Given problem a: Collect every line of the entries below that contains the word "distant".

Passage to read:
---------------
Taiko Audio SGM Extreme : the Crème de la Crème

So yes, it is ironic that you and I would argue for the advantages of listening to Mahler on headphones, as Mahler is about as large scale and dynamic as they come, but the advantages are there. In fact, just last night I was listening to Dausgaard/Seattle's Mahler 10th — in my opinion the best recording of this piece in existence — and the final tympani strokes at the end of the 4th movement (Scherzo II), perforned at ppp, were rendered so perfectly, and delivered so audibly — by the combination of the Extreme, SW upsampling, and the DAVE going direct to my Empyreans — that it gave me no less of a thrill as the best speaker systems would.

The point here is that the Extreme benefits headphone systems just as much as speaker-based systems, and I am living proof of that.
Yes, Rajiv, it is counterintuitive that Mahler might be best enjoyed with headphones, but for me that is usually the case. By the way, Dausgaard is a great Mahlerian, something I didn't really appreciate before his appointment as Music Director of the Seattle Symphony. Gerard Schwarz was also a very fine conductor of Mahler. Seattle's music director for most of the last decade, Ludovic Morlot, always seemed to run out of steam with Mahler, though his way with a lot of other music was outstanding and he really improved the orchestra.
---------------
Given problem b: Set down, word for word, the part of the text above about the Taiko Audio SGM Extreme that opens with the words containing "Taiko Audio SGM" and closes with "speaker systems would.".

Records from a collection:
---------------
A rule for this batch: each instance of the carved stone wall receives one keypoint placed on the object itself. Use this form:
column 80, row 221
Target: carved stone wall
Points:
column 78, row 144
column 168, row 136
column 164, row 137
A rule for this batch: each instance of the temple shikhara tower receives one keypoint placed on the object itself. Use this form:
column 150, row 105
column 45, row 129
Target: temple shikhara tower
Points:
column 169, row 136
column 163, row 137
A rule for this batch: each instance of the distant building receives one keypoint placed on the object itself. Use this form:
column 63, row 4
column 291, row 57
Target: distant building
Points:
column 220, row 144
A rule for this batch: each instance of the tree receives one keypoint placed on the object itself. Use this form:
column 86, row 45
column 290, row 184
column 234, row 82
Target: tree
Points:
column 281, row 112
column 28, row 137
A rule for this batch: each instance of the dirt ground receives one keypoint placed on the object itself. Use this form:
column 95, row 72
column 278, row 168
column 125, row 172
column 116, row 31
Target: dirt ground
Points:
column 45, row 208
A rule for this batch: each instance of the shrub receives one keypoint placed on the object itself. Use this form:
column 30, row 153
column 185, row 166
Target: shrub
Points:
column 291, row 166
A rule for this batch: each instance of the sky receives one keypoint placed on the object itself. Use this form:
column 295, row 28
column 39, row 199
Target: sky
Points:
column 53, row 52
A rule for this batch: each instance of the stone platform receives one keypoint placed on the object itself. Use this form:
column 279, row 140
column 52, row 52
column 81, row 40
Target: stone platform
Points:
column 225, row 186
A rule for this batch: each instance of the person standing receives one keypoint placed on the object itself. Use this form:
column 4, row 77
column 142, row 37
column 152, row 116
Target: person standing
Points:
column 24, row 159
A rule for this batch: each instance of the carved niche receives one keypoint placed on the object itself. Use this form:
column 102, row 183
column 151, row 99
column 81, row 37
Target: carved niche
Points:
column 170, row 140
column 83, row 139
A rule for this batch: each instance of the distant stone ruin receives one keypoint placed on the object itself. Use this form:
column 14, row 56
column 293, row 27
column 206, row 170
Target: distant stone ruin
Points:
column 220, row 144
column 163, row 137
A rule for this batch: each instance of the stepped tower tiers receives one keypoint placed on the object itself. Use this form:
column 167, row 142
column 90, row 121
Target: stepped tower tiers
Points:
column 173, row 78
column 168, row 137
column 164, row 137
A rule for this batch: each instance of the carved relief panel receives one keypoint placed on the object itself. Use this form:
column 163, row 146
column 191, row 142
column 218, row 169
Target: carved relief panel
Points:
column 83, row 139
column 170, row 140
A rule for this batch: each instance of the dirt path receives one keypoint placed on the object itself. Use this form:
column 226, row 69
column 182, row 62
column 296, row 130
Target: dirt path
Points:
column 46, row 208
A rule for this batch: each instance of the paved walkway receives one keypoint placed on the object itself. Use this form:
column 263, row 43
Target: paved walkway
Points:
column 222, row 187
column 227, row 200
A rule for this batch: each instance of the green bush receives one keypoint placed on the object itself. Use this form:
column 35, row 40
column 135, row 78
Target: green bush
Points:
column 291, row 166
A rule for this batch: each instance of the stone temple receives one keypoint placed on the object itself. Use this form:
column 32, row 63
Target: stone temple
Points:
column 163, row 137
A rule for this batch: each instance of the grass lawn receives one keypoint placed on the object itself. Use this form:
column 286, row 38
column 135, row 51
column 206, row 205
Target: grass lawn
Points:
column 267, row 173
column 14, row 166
---------------
Finished answer a:
A rule for this batch: each instance of the distant building receives one keypoint placed on the object itself. Use this form:
Target: distant building
A rule for this batch: each instance of the distant stone ruin receives one keypoint placed on the object itself. Use this form:
Target: distant stone ruin

Finished answer b:
Taiko Audio SGM Extreme : the Crème de la Crème

So yes, it is ironic that you and I would argue for the advantages of listening to Mahler on headphones, as Mahler is about as large scale and dynamic as they come, but the advantages are there. In fact, just last night I was listening to Dausgaard/Seattle's Mahler 10th — in my opinion the best recording of this piece in existence — and the final tympani strokes at the end of the 4th movement (Scherzo II), perforned at ppp, were rendered so perfectly, and delivered so audibly — by the combination of the Extreme, SW upsampling, and the DAVE going direct to my Empyreans — that it gave me no less of a thrill as the best speaker systems would.